--- BEGIN Exercise input ---
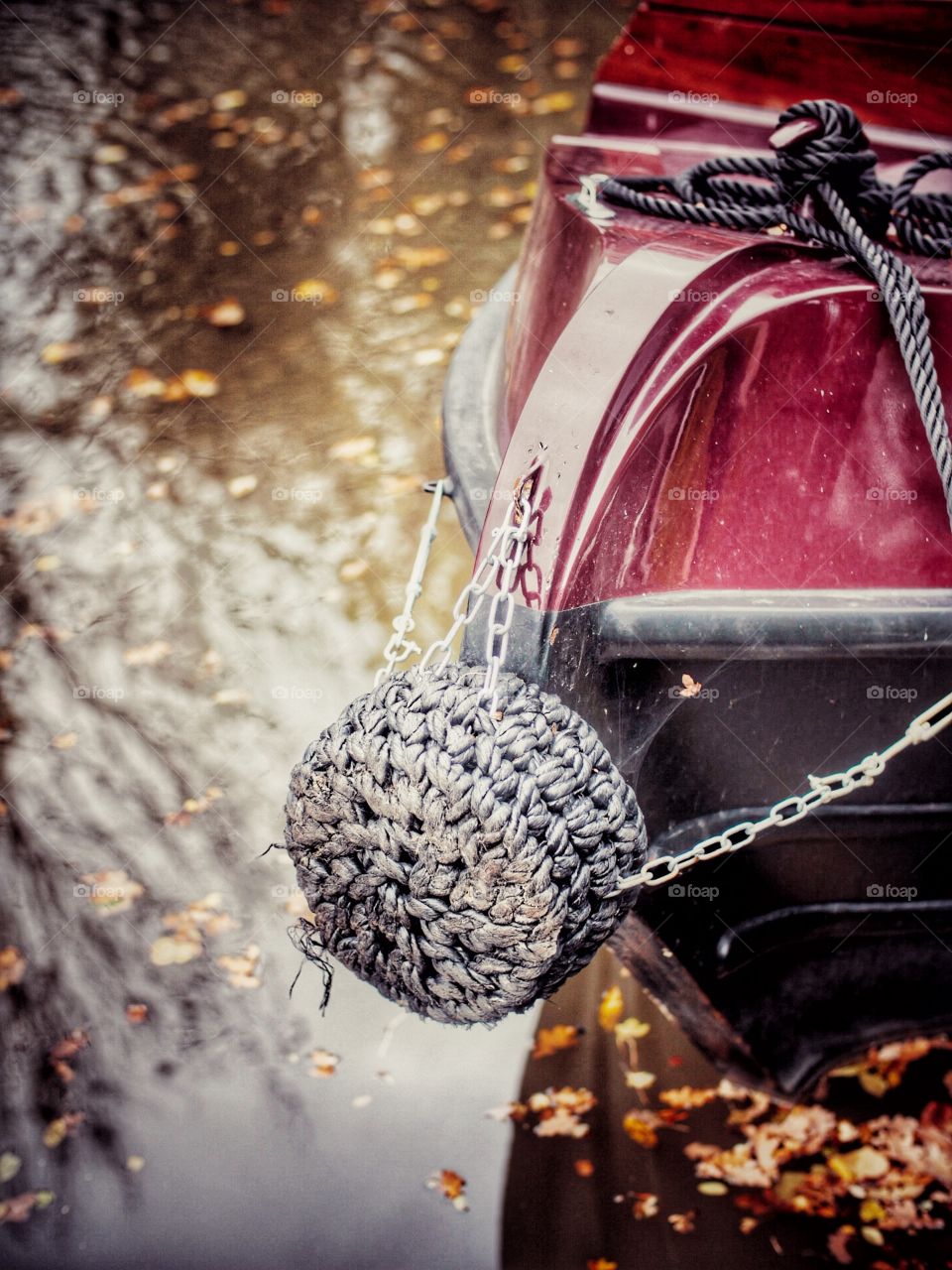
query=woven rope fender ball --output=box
[285,663,645,1024]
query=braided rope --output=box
[285,663,645,1024]
[278,101,952,1024]
[599,101,952,523]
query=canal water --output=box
[0,0,949,1270]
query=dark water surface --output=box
[0,0,949,1270]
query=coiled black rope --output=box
[599,101,952,523]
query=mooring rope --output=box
[285,101,952,1024]
[599,101,952,523]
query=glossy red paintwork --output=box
[484,86,952,609]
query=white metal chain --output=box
[376,466,952,895]
[612,693,952,895]
[373,480,445,685]
[420,477,539,716]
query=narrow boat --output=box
[443,0,952,1097]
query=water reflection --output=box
[0,0,949,1270]
[0,0,616,1267]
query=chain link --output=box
[375,466,952,897]
[612,693,952,895]
[420,466,540,716]
[373,480,445,685]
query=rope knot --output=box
[279,662,645,1024]
[771,101,876,209]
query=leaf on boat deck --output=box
[532,1024,584,1058]
[426,1169,470,1212]
[598,983,625,1031]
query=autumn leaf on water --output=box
[44,1111,86,1151]
[150,893,237,965]
[227,473,258,499]
[0,1192,56,1225]
[163,785,225,826]
[0,944,27,992]
[122,639,172,666]
[216,944,262,988]
[309,1049,340,1080]
[198,296,245,326]
[678,675,703,698]
[527,1085,598,1138]
[426,1169,470,1212]
[532,1024,584,1058]
[47,1028,89,1084]
[76,869,146,915]
[598,983,625,1031]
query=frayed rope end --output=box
[289,917,334,1013]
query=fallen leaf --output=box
[426,1169,470,1212]
[0,1192,56,1225]
[122,639,172,666]
[615,1019,652,1045]
[149,934,203,965]
[657,1084,717,1111]
[698,1181,727,1195]
[631,1192,657,1221]
[329,437,377,462]
[173,371,219,398]
[47,1028,89,1084]
[123,366,165,399]
[598,984,625,1031]
[212,87,248,110]
[198,296,245,326]
[92,145,130,164]
[44,1111,86,1151]
[531,91,575,114]
[622,1110,657,1148]
[227,476,258,498]
[678,675,703,698]
[212,689,248,706]
[80,869,145,913]
[337,560,371,581]
[532,1024,584,1058]
[294,278,337,305]
[0,944,27,992]
[309,1049,340,1080]
[667,1209,694,1234]
[216,944,262,988]
[163,782,227,823]
[40,339,82,366]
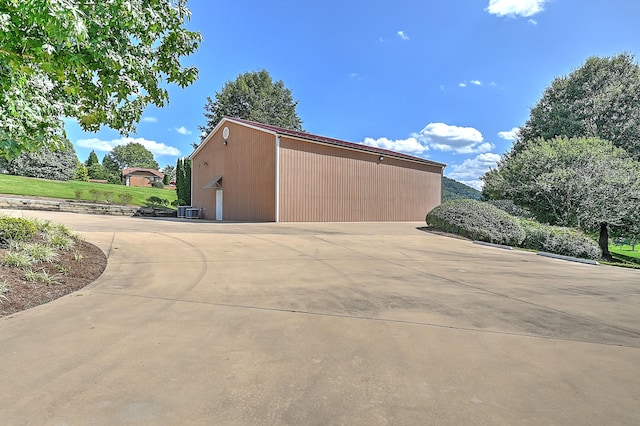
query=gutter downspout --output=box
[276,135,280,223]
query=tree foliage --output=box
[84,150,100,167]
[442,176,481,203]
[87,163,108,180]
[483,137,640,255]
[199,70,302,139]
[103,142,159,172]
[0,0,201,158]
[160,164,176,185]
[0,140,78,181]
[73,160,89,182]
[514,54,640,159]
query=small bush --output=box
[102,191,113,204]
[24,269,59,284]
[426,199,525,246]
[520,219,602,259]
[89,189,102,203]
[0,217,38,244]
[118,194,133,204]
[22,243,60,263]
[2,251,34,268]
[146,196,169,207]
[46,234,75,250]
[486,200,533,219]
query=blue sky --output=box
[66,0,640,188]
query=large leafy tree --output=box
[483,137,640,257]
[199,70,302,139]
[102,142,159,171]
[514,54,640,159]
[84,150,100,167]
[0,0,201,159]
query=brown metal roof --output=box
[221,117,446,167]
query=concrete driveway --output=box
[0,212,640,425]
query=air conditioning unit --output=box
[185,208,202,219]
[178,206,193,217]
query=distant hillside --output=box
[442,176,481,203]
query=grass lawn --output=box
[609,244,640,261]
[0,174,176,206]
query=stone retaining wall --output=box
[0,197,138,216]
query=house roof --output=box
[122,167,164,179]
[191,117,446,167]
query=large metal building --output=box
[190,117,445,222]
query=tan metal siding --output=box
[191,123,276,222]
[280,136,442,222]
--- END Exercise input ---
## Task:
Rewrite every line of the material from the line with "query=leaf on boat deck --output=box" up to and including the line with "[0,0,201,159]", raising each bounding box coordinate by 20. Leave the pictures out.

## Finished task:
query=leaf on boat deck --output=box
[552,1044,604,1078]
[446,1189,490,1232]
[618,1003,645,1051]
query=autumn leaf on water --output=box
[64,1131,106,1171]
[170,913,257,985]
[247,493,278,519]
[20,1212,76,1245]
[183,805,245,846]
[20,964,47,1012]
[142,659,192,686]
[236,964,282,1008]
[329,1069,360,1100]
[218,316,265,346]
[698,695,723,718]
[547,1105,618,1158]
[446,1189,490,1232]
[552,1044,604,1078]
[67,1048,109,1104]
[96,889,166,935]
[618,1003,645,1051]
query=frayed rope end --output=box
[309,937,354,1033]
query=fallen leaf --output=box
[446,1189,490,1232]
[20,1212,76,1245]
[142,659,192,686]
[635,1039,672,1065]
[169,954,223,985]
[677,1104,737,1131]
[718,1201,747,1215]
[651,1212,677,1241]
[349,457,397,482]
[193,391,239,418]
[67,1048,109,1104]
[143,386,185,419]
[618,1004,645,1051]
[232,107,268,130]
[218,316,265,346]
[112,165,150,184]
[64,1131,106,1171]
[551,111,595,134]
[642,1130,677,1168]
[247,496,278,518]
[698,695,723,718]
[232,709,268,726]
[100,889,165,933]
[357,580,391,601]
[552,1044,604,1078]
[314,298,357,325]
[20,964,47,1012]
[329,1069,360,1100]
[687,1229,714,1254]
[236,964,282,1008]
[183,802,247,843]
[60,359,102,386]
query=gutter downspout --output=box
[296,155,300,243]
query=tree foliage --output=box
[104,170,120,187]
[462,196,501,223]
[107,183,128,200]
[503,157,660,275]
[219,90,322,159]
[123,162,179,192]
[20,20,221,178]
[180,184,196,205]
[20,160,98,201]
[93,180,109,202]
[534,74,660,179]
query=small bush --output=box
[122,211,133,224]
[44,289,79,304]
[446,219,545,266]
[540,239,622,279]
[109,209,122,223]
[20,237,58,264]
[138,214,153,224]
[42,263,80,283]
[22,271,54,288]
[166,216,189,227]
[66,254,95,270]
[506,220,553,239]
query=blue sky --output=box
[86,20,660,208]
query=large leafy tree --output=box
[503,157,660,277]
[219,90,322,159]
[122,162,179,191]
[534,74,660,179]
[104,170,120,187]
[20,20,221,179]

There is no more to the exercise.